TASK LIST
1 – Transcribe the Kurwa v. Kislinger opinion word for word, beginning at the words "who had prevailed" and stopping after "cul de sac.".
2 – Say whether each statement agrees with the Kurwa v. Kislinger opinion. Answer yes or no, and quote the opinion's deciding words exactly. (a) In Kurwa I, the court held the trial court's judgment to be final and appealable. (b) Defendant has disposed of his outstanding cross-claim. (c) The court affirms the judgment of the Court of Appeal and remands the case.
3 – Continue the Kurwa v. Kislinger opinion, starting after its last sentence.

*** Opening TEXT ***

Supreme Court of California Justia
Docket No. S234617
Kurwa v. Kislinger

Filed 12/18/17
Plaintiff and Appellant,
Ct.App. 2/5 B264641
Los Angeles County
Defendants and Respondents.
Super. Ct. No. KC045216

After the trial court dismissed some of plaintiff’s claims with prejudice, the
parties agreed to dismiss their remaining claims against one another without
prejudice and to waive the applicable statutes of limitations. The evident purpose
of this maneuver was to permit plaintiff to appeal the trial court’s partial order of
dismissal. The plan hit a speed bump, however, when this court held that the trial
court’s judgment was not final and appealable because the parties had effectively
preserved their remaining claims for future litigation. (Kurwa v. Kislinger (2013
57 Cal.4th 1097 (Kurwa I).
Since then, plaintiff has made several efforts to secure a final and
appealable trial court judgment. He has been blocked at every turn. First the trial
court disclaimed any power to revisit the parties’ agreement. Then, when plaintiff
attempted to finalize the judgment by dismissing his own outstanding claims with
prejudice, the Court of Appeal dismissed the appeal, concluding that no appeal
will lie unless defendant, too, disposes of his outstanding cross-claim. Defendant,

who had prevailed in the trial court, of course has shown no inclination to help
plaintiff out of this bind, and the offending cross-claim remains pending. Having
attempted to circumvent the one final judgment rule, plaintiff has now wound up
in a legal cul de sac.
We agree with the Court of Appeal that the present appeal is not plaintiff’s
way out, though we reach that conclusion for a different reason: While plaintiff
has dismissed his outstanding claim with prejudice, the trial court still has taken no
action to render a final and appealable judgment. But we take this opportunity to
make clear that, contrary to its earlier supposition, the trial court does indeed have
the power to take action. So long as no final and appealable judgment has been
entered in this case, the trial court retains the authority to render one. We
accordingly affirm the judgment of the Court of Appeal and remand to permit the
trial court to exercise its authority to vacate its defective 2010 judgment and the
parties’ underlying stipulation. The parties may then either proceed to judgment
on the outstanding causes of action or dismiss those causes of action with
prejudice. Either way, the trial court can and should enter a final judgment from
which plaintiff can finally appeal.

*** Closing TEXT ***
*** Opening INFORMATION SUPPLIED ***

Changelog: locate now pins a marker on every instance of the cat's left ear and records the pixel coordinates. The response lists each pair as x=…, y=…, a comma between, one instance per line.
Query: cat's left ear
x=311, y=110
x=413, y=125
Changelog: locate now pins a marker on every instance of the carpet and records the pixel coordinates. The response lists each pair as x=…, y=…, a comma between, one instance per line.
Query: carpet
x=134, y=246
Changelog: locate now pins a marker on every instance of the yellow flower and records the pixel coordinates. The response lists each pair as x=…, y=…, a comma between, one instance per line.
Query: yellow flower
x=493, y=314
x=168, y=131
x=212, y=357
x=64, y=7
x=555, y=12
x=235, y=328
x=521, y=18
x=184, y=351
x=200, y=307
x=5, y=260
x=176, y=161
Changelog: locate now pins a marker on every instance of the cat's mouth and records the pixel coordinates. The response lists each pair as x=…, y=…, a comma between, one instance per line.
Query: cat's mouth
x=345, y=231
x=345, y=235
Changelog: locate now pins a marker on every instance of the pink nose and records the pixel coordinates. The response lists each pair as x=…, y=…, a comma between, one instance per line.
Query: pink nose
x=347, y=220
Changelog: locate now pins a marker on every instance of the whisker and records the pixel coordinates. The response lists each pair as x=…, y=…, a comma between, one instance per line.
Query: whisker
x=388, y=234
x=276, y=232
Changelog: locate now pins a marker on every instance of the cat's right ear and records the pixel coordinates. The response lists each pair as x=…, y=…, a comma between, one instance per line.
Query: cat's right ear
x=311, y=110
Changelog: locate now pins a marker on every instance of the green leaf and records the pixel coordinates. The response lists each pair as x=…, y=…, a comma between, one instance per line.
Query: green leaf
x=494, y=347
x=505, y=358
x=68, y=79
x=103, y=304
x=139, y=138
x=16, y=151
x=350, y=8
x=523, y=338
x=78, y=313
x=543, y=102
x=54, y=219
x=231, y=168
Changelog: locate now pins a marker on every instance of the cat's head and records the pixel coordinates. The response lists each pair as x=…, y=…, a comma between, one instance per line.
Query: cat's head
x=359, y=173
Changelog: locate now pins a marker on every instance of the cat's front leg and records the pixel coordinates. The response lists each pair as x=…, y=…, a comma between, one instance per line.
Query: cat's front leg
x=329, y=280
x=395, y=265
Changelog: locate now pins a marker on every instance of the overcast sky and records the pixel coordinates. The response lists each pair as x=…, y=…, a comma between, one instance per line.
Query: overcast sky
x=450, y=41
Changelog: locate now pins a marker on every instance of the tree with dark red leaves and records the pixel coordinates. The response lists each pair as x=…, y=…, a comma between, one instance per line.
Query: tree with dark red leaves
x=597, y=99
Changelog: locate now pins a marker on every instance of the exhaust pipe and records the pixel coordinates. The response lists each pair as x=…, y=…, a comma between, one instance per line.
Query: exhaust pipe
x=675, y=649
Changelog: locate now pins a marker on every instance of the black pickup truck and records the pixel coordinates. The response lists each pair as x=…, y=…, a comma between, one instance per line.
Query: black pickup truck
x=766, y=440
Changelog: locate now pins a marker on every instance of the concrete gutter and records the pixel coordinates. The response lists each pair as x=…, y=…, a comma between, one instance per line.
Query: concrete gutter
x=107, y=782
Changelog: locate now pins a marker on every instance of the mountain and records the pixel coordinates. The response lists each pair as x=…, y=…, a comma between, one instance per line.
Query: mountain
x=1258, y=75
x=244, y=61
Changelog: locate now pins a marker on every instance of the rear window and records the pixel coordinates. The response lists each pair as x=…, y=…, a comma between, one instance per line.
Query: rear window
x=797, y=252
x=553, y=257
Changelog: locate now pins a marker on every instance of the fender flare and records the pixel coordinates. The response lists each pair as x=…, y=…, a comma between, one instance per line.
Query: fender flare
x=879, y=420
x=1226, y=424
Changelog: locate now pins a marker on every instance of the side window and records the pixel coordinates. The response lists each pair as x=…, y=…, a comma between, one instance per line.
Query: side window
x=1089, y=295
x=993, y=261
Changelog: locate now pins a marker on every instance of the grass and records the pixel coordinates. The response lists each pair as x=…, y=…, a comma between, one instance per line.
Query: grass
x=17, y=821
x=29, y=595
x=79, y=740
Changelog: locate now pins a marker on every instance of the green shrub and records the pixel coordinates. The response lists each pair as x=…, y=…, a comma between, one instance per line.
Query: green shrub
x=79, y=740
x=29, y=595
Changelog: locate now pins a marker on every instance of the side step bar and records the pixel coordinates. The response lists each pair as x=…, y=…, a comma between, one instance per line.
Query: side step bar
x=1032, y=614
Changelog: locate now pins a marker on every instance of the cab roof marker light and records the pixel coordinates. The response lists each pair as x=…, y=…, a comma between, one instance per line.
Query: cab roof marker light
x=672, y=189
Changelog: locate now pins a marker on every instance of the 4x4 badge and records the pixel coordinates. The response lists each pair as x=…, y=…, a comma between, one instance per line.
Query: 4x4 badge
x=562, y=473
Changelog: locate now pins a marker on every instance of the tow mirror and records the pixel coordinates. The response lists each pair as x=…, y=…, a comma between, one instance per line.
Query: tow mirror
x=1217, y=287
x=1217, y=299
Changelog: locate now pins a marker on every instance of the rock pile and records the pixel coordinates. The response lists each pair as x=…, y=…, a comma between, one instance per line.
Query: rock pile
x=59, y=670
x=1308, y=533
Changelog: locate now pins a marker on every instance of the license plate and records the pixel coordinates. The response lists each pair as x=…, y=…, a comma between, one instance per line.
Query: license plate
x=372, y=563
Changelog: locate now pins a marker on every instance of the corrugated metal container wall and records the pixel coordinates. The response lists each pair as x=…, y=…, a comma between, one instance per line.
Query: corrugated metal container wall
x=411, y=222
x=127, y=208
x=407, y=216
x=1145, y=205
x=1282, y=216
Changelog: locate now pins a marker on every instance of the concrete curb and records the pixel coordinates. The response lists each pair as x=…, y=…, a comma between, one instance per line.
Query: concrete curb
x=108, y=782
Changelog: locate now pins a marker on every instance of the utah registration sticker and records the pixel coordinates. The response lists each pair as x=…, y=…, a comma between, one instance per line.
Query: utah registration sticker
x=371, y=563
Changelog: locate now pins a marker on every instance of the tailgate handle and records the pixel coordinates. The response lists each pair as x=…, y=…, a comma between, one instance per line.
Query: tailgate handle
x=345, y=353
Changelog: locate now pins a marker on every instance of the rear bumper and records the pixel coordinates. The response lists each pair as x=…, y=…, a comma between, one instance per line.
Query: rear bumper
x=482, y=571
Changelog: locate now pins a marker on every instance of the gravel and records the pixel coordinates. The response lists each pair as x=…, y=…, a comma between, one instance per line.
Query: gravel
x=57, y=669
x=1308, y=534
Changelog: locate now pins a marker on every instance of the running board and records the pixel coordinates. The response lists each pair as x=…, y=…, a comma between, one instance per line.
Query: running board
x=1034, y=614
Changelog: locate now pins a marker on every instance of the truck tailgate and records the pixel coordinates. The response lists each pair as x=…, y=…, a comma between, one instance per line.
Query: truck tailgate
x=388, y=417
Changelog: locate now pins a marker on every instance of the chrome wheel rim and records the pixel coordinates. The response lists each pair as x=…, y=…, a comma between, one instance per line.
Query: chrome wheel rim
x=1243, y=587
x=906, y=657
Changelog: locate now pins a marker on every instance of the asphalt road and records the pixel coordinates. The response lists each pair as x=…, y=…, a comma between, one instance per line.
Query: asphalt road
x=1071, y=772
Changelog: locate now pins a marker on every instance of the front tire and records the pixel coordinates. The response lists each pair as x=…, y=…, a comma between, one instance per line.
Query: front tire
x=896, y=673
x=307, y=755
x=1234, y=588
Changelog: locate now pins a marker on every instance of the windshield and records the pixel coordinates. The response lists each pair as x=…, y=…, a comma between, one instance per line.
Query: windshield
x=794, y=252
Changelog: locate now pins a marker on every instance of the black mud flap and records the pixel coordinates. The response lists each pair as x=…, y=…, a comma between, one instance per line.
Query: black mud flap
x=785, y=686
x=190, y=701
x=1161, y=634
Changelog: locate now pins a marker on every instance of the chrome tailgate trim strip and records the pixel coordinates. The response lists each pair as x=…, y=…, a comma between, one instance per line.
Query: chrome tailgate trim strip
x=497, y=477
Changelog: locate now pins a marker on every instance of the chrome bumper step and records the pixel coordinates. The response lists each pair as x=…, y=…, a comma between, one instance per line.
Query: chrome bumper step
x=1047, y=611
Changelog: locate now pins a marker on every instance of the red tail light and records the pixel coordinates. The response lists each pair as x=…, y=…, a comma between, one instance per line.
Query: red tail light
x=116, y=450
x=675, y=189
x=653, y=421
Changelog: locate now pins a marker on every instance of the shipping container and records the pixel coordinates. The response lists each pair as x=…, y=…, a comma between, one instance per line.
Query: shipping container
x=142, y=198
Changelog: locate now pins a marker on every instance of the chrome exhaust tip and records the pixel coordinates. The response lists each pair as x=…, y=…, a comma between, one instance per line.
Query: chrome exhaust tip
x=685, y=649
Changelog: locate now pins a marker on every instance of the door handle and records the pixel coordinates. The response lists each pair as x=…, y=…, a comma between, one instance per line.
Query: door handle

*** Closing INFORMATION SUPPLIED ***

ANSWER LIST
1 –
who had prevailed in the trial court, of course has shown no inclination to help
plaintiff out of this bind, and the offending cross-claim remains pending. Having
attempted to circumvent the one final judgment rule, plaintiff has now wound up
in a legal cul de sac.

2 –
(a) No: "this court held that the trial court’s judgment was not final and appealable"
(b) No: "the offending cross-claim remains pending."
(c) Yes: "We accordingly affirm the judgment of the Court of Appeal and remand"

3 –
In 1992, plaintiff Badrudin Kurwa and defendant Mark B. Kislinger, both
ophthalmologists, formed a corporation that entered into contracts to provide
medical services to patients of a health maintenance organization (HMO). In
2003, Kurwa’s license to practice medicine was suspended for 60 days and he was
placed on probation for five years. Kislinger notified the HMO that Kurwa’s
license had been suspended, that Kurwa would no longer provide medical
services, and that this automatically terminated the HMO’s agreement with the
parties’ joint corporation. Kislinger also informed the HMO that he had formed a
new corporation that would hire substantially all of the employees of the joint

corporation. The HMO terminated its agreement with the joint corporation and
executed a new agreement with Kislinger’s corporation.
In 2004, Kurwa sued Kislinger for breach of fiduciary duty and defamation,
among other things. Kislinger cross-complained for defamation. In 2010, the trial
court concluded in a series of in limine rulings that the parties owed each other no
fiduciary duty once they created a corporation to conduct their business. Kurwa
conceded he could not proceed on his cause of action for breach of fiduciary duty
and related claims, and he abandoned several other causes of action. The trial
court dismissed these claims with prejudice.
The parties agreed to dismiss their respective defamation claims without
prejudice and waive the applicable statutes of limitations. (See Code Civ. Proc.,
§ 581, subd. (c) [“A plaintiff may dismiss his or her complaint, or any cause of
action asserted in it, in its entirety, or as to any defendant or defendants, with or
without prejudice prior to the actual commencement of trial.”].) The stipulation
provided, in pertinent part: “Neither KURWA nor KISLINGER shall be permitted
to reinstitute their defamation claim unless the Judgment entered in this case as to
all remaining causes of action shall be reversed and remanded for trial. In that
event, either KURWA or KISLINGER may reinstitute their respective defamation
claims, and they shall not be subject to the bar of the statute of limitations. . . .”
“According to defense counsel, this would allow the parties to ‘test the issue’ of
fiduciary duty and ‘get a ruling’ from the appellate court before disposing of the
defamation claims, which were ‘kind of outside this whole discussion.’ The
purpose of this agreed disposition, plaintiff’s attorney further explained, was to
‘preserve’ both defamation causes of action ‘for such time as this case may come
back from appeal.’ ” (Kurwa I, supra, 57 Cal.4th at p. 1101.) On August 23,
2010, the trial court entered judgment in favor of Kislinger, and Kurwa appealed.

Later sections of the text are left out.